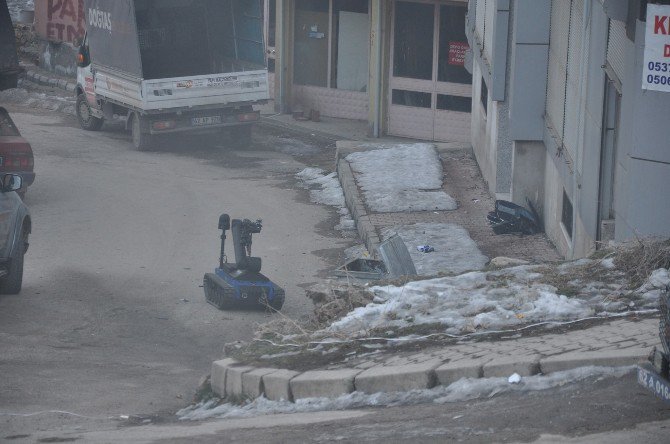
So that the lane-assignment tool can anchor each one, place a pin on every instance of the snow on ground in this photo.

----

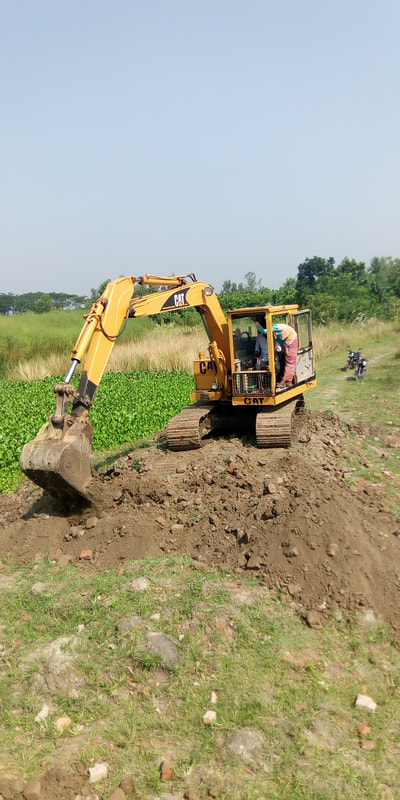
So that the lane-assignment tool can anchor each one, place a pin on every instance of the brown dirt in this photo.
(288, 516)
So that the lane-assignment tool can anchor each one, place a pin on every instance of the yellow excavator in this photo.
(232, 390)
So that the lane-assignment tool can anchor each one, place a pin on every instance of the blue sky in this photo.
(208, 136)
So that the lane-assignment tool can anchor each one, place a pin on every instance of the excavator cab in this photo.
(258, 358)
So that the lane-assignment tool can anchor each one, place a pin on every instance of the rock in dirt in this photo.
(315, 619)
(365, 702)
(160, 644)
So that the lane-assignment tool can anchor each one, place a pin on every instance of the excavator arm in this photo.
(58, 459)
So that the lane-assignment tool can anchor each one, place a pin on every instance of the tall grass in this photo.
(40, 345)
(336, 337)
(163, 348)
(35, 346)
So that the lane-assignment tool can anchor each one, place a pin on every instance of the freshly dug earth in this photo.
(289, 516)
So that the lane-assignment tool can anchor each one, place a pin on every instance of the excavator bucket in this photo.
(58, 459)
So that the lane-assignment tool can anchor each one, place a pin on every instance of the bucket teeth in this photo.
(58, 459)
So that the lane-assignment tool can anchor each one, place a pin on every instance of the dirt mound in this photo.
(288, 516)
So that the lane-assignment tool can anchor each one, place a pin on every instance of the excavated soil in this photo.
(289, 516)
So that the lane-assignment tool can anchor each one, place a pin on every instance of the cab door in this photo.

----

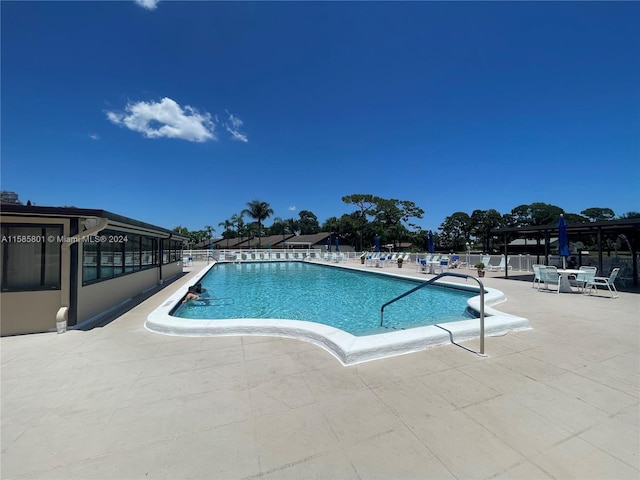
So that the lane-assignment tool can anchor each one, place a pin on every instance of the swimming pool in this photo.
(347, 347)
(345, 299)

----

■ **Problem to solve**
Give the exact lines, and only those, from the line containing "teeth in this photo." through the line containing "door in this photo." in the entries above.

■ **Answer to this problem**
So that the lane-assignment tool can anchor each one, place a pin on every instance of the bucket teeth in this photo.
(58, 459)
So that the lane-assignment tool can anchor each one, place a pin on every instance of the dirt mound in this photo.
(288, 516)
So that the lane-assignment tool can anchor each one, place a pin on every instance of the excavated soil in this photo.
(289, 516)
So that the lane-assignment tool can anchor each one, place a pin on every instance of the cab door in this photo.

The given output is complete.